*** EXCERPTED TEXT Section Begins ***

Take a look at most restaurant menus and you’re guaranteed to find a salad, but chances are it’s not exactly healthy. Of course, there are exceptions. Depending on where you live and how organic and health-minded your city is, you may be able to find a go-to, pre-made, nutrient-packed salad option with ease. However, think of the most popular salads at your typical American, casual franchise and you’ll be met with images of ranch, bacon, crouton and egg-loaded salad on iceberg lettuce. The popular, Americanized Greek and Cobb salads, for example, are usually a pile of unhealthy ingredients disguised as a nutritious salad. Throwing a bunch of fattening stuff over watery lettuce doesn’t mean you’re consuming enough nutrients or ensuring your figure won’t blow up in size because of the excess fat and calories.
Instead of choosing pre-made salad bowls or restaurant-style salad dishes, try making your own salad instead. That way, you’ll have complete control over what ingredients are used and how healthy they are. For example, homemade, whole-wheat croutons sure knock the socks off of regular, store-bought ones.

*** EXCERPTED TEXT Section Ends ***
*** RAW DATA Section Begins ***

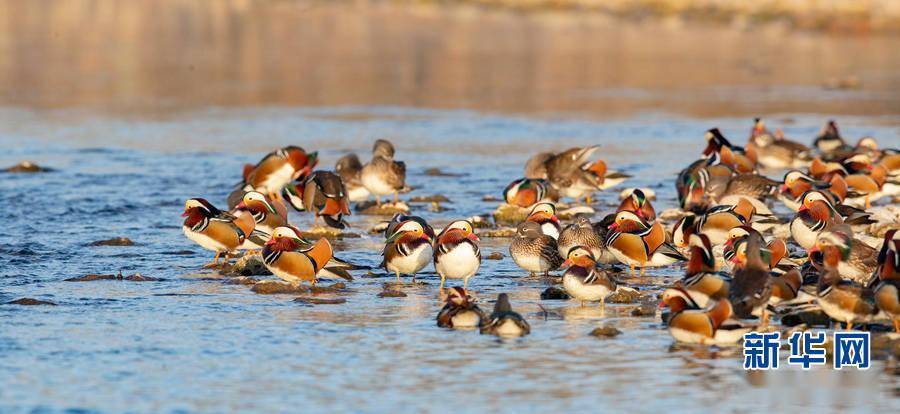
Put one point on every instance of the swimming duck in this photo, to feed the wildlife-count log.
(751, 286)
(324, 194)
(635, 243)
(887, 292)
(408, 248)
(382, 175)
(701, 280)
(544, 214)
(525, 192)
(277, 169)
(731, 155)
(504, 321)
(350, 169)
(841, 299)
(267, 213)
(456, 252)
(582, 280)
(460, 311)
(774, 151)
(858, 261)
(533, 250)
(580, 233)
(286, 256)
(706, 326)
(211, 228)
(638, 203)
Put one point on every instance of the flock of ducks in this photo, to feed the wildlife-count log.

*** RAW DATA Section Ends ***

PROBLEM TO WORK ON — Please state, from the salad text, what kind of lettuce the popular salads at a typical American casual franchise are piled on.

TASK RESULT — Iceberg lettuce.